▶ [Exercise directions]: Update the data below by replacing every "with one point per instance" with "with a single point for each instance", and leave everything else as it is.
--- Begin Dataset ---
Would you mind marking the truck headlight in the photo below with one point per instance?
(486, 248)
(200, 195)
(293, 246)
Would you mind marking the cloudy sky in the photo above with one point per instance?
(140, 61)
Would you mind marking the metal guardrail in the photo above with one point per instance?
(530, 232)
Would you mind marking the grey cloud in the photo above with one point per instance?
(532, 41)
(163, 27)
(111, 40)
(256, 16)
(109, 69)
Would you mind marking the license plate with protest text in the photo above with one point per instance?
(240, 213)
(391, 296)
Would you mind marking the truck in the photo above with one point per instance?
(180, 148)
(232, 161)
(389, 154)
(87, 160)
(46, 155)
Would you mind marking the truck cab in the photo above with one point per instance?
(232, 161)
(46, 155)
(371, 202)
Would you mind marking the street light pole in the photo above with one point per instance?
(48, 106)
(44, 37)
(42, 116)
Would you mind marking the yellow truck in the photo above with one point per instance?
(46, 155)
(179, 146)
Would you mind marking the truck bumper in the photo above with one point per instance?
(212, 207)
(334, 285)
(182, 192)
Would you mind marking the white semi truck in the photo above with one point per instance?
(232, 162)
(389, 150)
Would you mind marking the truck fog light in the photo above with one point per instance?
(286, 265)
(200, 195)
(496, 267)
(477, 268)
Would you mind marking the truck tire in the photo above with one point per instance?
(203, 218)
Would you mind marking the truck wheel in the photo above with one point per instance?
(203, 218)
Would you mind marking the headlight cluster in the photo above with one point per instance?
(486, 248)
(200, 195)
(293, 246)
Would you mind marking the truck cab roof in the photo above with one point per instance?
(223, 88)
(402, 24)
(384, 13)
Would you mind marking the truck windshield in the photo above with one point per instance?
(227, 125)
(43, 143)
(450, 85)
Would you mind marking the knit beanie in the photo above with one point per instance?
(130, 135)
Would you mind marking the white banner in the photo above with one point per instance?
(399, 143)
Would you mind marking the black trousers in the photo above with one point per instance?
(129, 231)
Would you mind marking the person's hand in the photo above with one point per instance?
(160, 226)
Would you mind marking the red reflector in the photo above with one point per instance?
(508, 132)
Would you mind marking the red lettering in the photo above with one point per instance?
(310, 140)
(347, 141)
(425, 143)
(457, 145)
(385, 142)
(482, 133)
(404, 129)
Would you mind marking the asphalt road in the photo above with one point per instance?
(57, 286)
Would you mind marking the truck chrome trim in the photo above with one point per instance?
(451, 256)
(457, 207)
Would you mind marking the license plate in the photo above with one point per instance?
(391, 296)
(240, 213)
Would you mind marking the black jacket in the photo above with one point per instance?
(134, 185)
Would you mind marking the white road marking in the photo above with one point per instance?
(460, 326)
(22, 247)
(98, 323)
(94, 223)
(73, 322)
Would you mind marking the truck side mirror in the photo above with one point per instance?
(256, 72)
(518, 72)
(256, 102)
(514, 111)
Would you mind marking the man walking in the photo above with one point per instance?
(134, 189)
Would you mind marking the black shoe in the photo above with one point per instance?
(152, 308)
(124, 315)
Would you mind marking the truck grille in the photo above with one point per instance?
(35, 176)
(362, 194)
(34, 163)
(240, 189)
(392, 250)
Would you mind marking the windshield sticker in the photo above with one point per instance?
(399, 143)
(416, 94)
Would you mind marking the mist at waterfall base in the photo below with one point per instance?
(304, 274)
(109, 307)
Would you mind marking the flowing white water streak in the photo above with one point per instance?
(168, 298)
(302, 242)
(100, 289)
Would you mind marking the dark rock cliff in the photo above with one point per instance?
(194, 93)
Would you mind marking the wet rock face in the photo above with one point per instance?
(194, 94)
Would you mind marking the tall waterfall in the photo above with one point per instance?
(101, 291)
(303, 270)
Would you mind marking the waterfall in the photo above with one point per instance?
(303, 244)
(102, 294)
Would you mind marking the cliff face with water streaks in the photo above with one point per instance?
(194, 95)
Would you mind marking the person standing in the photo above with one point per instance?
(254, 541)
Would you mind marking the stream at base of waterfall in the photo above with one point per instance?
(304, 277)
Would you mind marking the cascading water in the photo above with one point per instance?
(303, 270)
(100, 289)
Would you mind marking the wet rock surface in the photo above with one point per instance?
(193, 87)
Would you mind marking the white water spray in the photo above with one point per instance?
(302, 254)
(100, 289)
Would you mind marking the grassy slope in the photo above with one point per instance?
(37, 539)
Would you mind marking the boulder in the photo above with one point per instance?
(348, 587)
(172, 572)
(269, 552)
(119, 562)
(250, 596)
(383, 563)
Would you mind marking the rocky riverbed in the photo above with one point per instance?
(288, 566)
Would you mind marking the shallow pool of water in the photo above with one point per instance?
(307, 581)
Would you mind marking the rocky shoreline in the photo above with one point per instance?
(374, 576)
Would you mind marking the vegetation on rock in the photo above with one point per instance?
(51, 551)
--- End Dataset ---
▶ [Result of the exercise]:
Would you mind marking the truck headlight in the photo below with a single point for each instance?
(486, 248)
(200, 195)
(293, 246)
Would you mind marking the cloudy sky in the photo above with a single point for each instance?
(140, 61)
Would you mind marking the metal guardrail in the photo above with a single point for each instance?
(530, 232)
Would you mind marking the grey cloud in the photo above with a single point for each instance?
(532, 41)
(163, 27)
(111, 40)
(256, 16)
(109, 69)
Would you mind marking the license plate with protest text in the photo above with a single point for each instance?
(240, 213)
(391, 296)
Would you mind marking the truck in the photo above with a single point for each instance?
(180, 148)
(232, 161)
(389, 154)
(87, 160)
(46, 155)
Would you mind marking the truck cab in the photo above with a single point for each instance?
(232, 161)
(46, 155)
(371, 202)
Would you mind marking the street light pole in the photo above with a single point for each instance?
(48, 106)
(44, 37)
(42, 116)
Would you mind marking the yellow truck in the photo above with a single point for each instance?
(46, 155)
(179, 146)
Would you mind marking the truck bumper in the photo above with a single point for each instance?
(212, 207)
(334, 285)
(182, 192)
Would you mind marking the white semi truck in the photo above with a single point for each instance?
(232, 162)
(389, 150)
Would you mind marking the truck fog light in the photo above with a single point for each instance?
(286, 265)
(200, 195)
(496, 267)
(477, 268)
Would you mind marking the truck tire in the photo above with a single point for each instance?
(203, 218)
Would you mind marking the truck wheel in the photo above with a single point for each instance?
(203, 218)
Would you mind marking the headlight cluster in the photo above with a single point for each instance?
(486, 248)
(200, 195)
(293, 246)
Would you mind marking the truck cab roof in the photo above with a single point for each instance?
(223, 88)
(402, 24)
(384, 13)
Would you mind marking the truck windshield in the photo above with a single point for each instance?
(227, 125)
(43, 143)
(450, 85)
Would you mind marking the knit beanie in the photo above with a single point for each instance?
(130, 135)
Would you mind marking the white banner in the photo above with a single point for each instance?
(399, 143)
Would you mind marking the black trousers in the photo above with a single point for each instance?
(129, 231)
Would you mind marking the person's hand in the photo above with a single point for each instance?
(160, 226)
Would you mind marking the red reflector in the photo above with a single point for each instance?
(508, 132)
Would you mind marking the red lettering in the photo above with a single point for each instance?
(310, 140)
(347, 141)
(425, 143)
(457, 145)
(385, 142)
(482, 133)
(404, 129)
Would you mind marking the asphalt road in the photo above with a single point for each instance?
(57, 286)
Would you mind marking the truck chrome trim in the photo above with a single point for each instance?
(451, 256)
(457, 207)
Would you mind marking the license plate in the photo above with a single point for each instance?
(391, 296)
(240, 213)
Would you mind marking the black jacket in the photo above with a single point for each instance?
(134, 185)
Would you mind marking the white road marking in the photo above with a single point for each instance?
(460, 326)
(22, 247)
(98, 323)
(94, 223)
(73, 322)
Would you mind marking the truck side mirror in the photo above with a single point for each instance?
(256, 72)
(518, 72)
(256, 102)
(514, 111)
Would you mind marking the man walking in the photo above with a single point for each instance?
(134, 189)
Would you mind marking the black shoe in the photo above with a single point for each instance?
(152, 308)
(124, 315)
Would you mind marking the truck grille in the photo above with a single point for each instance?
(35, 176)
(362, 194)
(34, 163)
(240, 189)
(392, 250)
Would you mind marking the windshield sticker in the photo above with a single point for each instance?
(399, 143)
(416, 94)
Would you mind marking the mist at waterfall base in the photo below with a single point for each instance?
(304, 274)
(109, 307)
Would you mind marking the flowing white water streak in the photo above with a single point for each instance?
(168, 298)
(302, 242)
(100, 289)
Would you mind marking the dark rock cliff in the photo above with a single point for each instance?
(194, 93)
Would you mind marking the wet rock face in the photo above with a single point for each instance?
(194, 94)
Would you mind marking the tall waterfall in the photo above with a single point for each instance?
(101, 291)
(303, 270)
Would you mind marking the waterfall in the photo above with a single point for each instance?
(303, 244)
(102, 294)
Would you mind marking the cliff face with water streaks in the photo above with a single point for each instance?
(194, 95)
Would you mind marking the person standing in the photo above with a single point for each instance?
(254, 541)
Would you mind marking the stream at base of waterfall in the photo above with a single point for each instance?
(304, 277)
Would you mind marking the cascading water in the photo above with a single point for each instance?
(303, 270)
(100, 289)
Would you mind marking the wet rock surface in the photo above with a single point for each instance?
(193, 87)
Would you mind marking the white water spray in the photo above with a single point for each instance?
(302, 254)
(100, 289)
Would you mind marking the grassy slope in the photo above with a single point for each instance?
(37, 539)
Would you mind marking the boulder in the photo above with a single point for each instance?
(348, 587)
(172, 572)
(269, 552)
(119, 562)
(250, 596)
(383, 563)
Would you mind marking the rocky riverbed in the photo above with a single point for each instance?
(288, 566)
Would you mind marking the shallow pool of water in the photo above with a single point for each instance?
(307, 581)
Would you mind marking the rocky shoreline in the photo above with a single point for each instance?
(374, 576)
Would you mind marking the vegetation on rock in the photo above with a single point for each instance?
(51, 551)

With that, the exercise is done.